> Brief: Quote every one of the following items word for word.

> Material provided:
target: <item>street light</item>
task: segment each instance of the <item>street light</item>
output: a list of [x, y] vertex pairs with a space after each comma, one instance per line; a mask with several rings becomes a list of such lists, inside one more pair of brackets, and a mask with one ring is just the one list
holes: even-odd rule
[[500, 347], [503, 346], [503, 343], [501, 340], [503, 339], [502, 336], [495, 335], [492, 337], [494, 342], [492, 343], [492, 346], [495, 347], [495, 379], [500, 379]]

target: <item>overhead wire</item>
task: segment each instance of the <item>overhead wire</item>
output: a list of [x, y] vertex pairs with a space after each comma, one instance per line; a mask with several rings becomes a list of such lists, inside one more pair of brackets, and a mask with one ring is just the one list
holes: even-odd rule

> Solved exercise:
target: <item>street light</item>
task: segment each instance of the <item>street light</item>
output: a list of [x, y] vertex pairs with a space after each comma, one instance per line; a mask with several rings becomes a list of such lists, inside one more pair of brackets, and a mask with one ring is just the one list
holes: even-odd rule
[[500, 347], [503, 346], [503, 343], [501, 340], [503, 339], [502, 336], [495, 335], [492, 337], [494, 342], [492, 343], [492, 346], [495, 347], [495, 379], [500, 379]]

target: <item>overhead wire</item>
task: segment each instance of the <item>overhead wire</item>
output: a list of [x, y] vertex pairs with a space after each comma, one instance per line; a mask with several rings becomes a list of such lists, inside one more pair of brackets, and a mask with one ring is just the one list
holes: even-odd rule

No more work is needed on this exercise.